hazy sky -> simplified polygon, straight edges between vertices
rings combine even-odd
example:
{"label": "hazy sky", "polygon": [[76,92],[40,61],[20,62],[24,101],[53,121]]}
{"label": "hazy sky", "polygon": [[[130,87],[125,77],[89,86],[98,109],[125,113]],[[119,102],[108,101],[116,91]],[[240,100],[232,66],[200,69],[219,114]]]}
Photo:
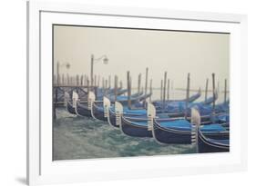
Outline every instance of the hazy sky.
{"label": "hazy sky", "polygon": [[69,70],[61,68],[60,73],[89,75],[93,54],[96,58],[102,54],[108,58],[108,64],[95,64],[95,74],[117,74],[126,83],[127,71],[130,71],[133,86],[139,73],[144,86],[146,67],[154,87],[160,86],[165,71],[176,88],[186,87],[188,73],[191,88],[204,88],[206,78],[211,78],[212,73],[221,89],[224,79],[229,79],[227,34],[56,25],[54,44],[55,72],[57,61],[71,64]]}

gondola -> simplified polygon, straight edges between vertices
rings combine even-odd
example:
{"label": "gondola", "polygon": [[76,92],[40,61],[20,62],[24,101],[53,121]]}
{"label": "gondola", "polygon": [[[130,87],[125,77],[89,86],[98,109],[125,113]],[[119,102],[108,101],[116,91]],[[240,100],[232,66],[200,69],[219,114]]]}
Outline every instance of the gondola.
{"label": "gondola", "polygon": [[205,152],[230,152],[230,139],[212,139],[206,136],[200,129],[200,116],[196,109],[192,111],[192,118],[196,126],[197,151],[200,153]]}
{"label": "gondola", "polygon": [[[201,91],[200,89],[199,90],[199,92],[197,93],[195,93],[194,95],[191,95],[189,99],[188,99],[188,102],[189,103],[193,103],[195,102],[197,99],[199,99],[200,97],[201,96]],[[179,103],[179,102],[187,102],[187,99],[181,99],[181,100],[166,100],[165,101],[165,103],[169,104],[169,103]],[[163,101],[159,101],[159,100],[157,100],[157,101],[154,101],[152,102],[152,103],[155,105],[155,106],[161,106],[163,104]]]}
{"label": "gondola", "polygon": [[[120,121],[117,125],[118,125],[121,132],[127,135],[135,137],[153,136],[157,142],[161,143],[191,143],[193,126],[185,119],[156,119],[154,116],[153,121],[148,119],[148,121],[145,122],[139,120],[139,117],[137,121],[131,121],[122,114],[123,107],[121,103],[116,102],[115,107],[117,107],[116,112],[121,113],[119,116],[116,117],[116,120]],[[152,111],[152,107],[153,105],[151,103],[148,103],[148,118],[152,115],[156,115],[156,113],[152,113],[152,112],[156,112],[155,107]],[[151,126],[150,123],[153,125]],[[202,131],[206,135],[217,139],[225,139],[229,136],[229,132],[220,124],[203,126]]]}

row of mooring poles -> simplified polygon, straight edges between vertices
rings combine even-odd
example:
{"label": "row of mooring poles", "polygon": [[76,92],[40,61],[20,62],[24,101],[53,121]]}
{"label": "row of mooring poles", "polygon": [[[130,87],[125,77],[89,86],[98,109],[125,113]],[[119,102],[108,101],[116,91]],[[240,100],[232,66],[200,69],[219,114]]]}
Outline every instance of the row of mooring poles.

• PROBLEM: Return the lines starting at the beginning of the records and ending at the line that contains "Outline every instance of the hazy sky.", both ends included, reproduced verbatim. Leave the pictures out.

• TASK OUTPUT:
hazy sky -> simplified polygon, straight edges between vertices
rings combine even-odd
example:
{"label": "hazy sky", "polygon": [[76,92],[40,61],[20,62],[24,101],[53,121]]}
{"label": "hazy sky", "polygon": [[[130,87],[125,77],[89,86],[98,109],[125,113]],[[119,102],[108,101],[116,91]],[[240,100],[232,66],[200,69],[219,114]]]}
Photo:
Outline every instance of the hazy sky.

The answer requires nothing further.